[Location identification entries]
•••••
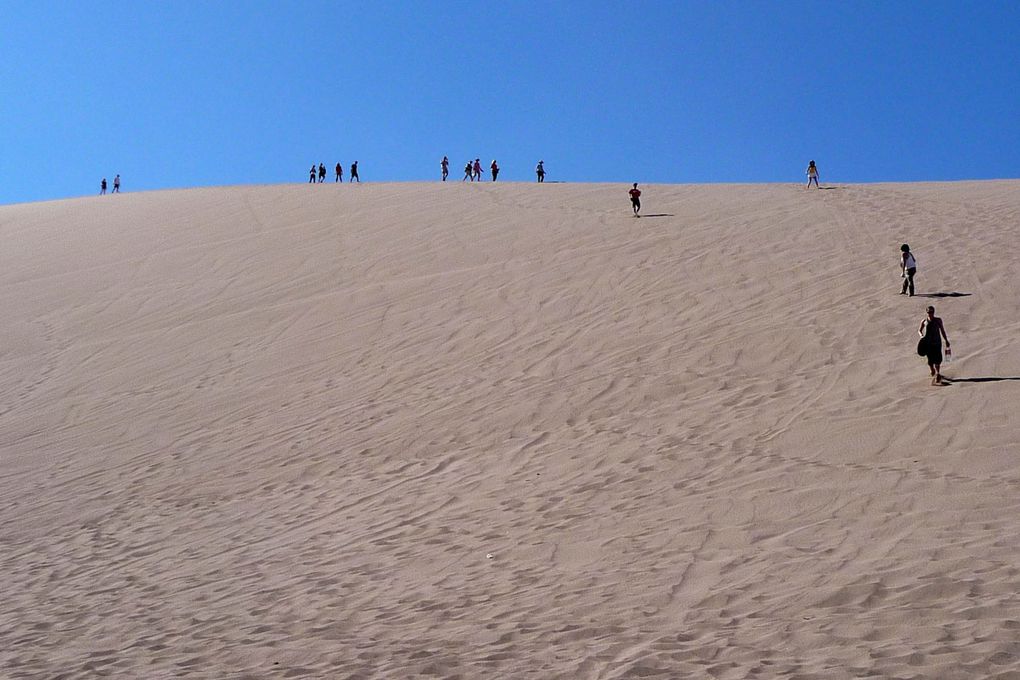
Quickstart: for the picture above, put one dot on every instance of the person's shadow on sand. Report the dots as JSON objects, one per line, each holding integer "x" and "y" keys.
{"x": 990, "y": 379}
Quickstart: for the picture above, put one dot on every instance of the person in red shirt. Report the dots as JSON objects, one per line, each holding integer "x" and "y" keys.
{"x": 635, "y": 199}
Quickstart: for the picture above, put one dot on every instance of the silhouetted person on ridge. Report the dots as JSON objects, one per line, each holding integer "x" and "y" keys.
{"x": 909, "y": 266}
{"x": 635, "y": 199}
{"x": 812, "y": 174}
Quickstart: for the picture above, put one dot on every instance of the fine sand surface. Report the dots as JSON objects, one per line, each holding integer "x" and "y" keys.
{"x": 509, "y": 431}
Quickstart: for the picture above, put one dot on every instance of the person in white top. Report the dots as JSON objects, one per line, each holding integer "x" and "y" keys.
{"x": 909, "y": 267}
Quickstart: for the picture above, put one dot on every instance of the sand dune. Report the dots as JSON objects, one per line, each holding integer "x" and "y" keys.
•••••
> _The problem_
Scale the entries above by 0.85. Reproduce every line, requests included, and multiply each x and y coordinate in the answers by 0.85, rounding to the nearest whole number with halves rounded up. Leave the pictures out of your reply.

> _Expected answer_
Quickstart: for the picture above, put one dot on every instance of the person's shadow on sand. Report the dots as JSON objects, one per line, each holding integer "x" and "y" keys.
{"x": 842, "y": 322}
Quickstart: for the picture above, put one dot on every instance of the person in red shirt. Report the dots as JSON objects, one per line, each holding integer "x" and "y" keys.
{"x": 540, "y": 169}
Quickstart: for the picture above, put one dot on every instance of the silhouetted person on ridge. Report the dots as JSON objects, one per line, each holding integer "x" and "y" keys.
{"x": 773, "y": 226}
{"x": 540, "y": 169}
{"x": 690, "y": 148}
Quickstart: for the picture above, put one dot on every instance of the fine sand surface. Report the dots as JSON objects, one per line, each holding integer "x" and "y" keys.
{"x": 433, "y": 366}
Quickstart: for the picture above, put one dot on every instance of the person in white top. Report the dots as JSON objects, one per line, each holding integer "x" and "y" keys.
{"x": 773, "y": 227}
Quickstart: for the picture above, put one dot on every instance of the sand dune. Report the dots as JSON objects, one per line, each holding integer "x" and "y" keys.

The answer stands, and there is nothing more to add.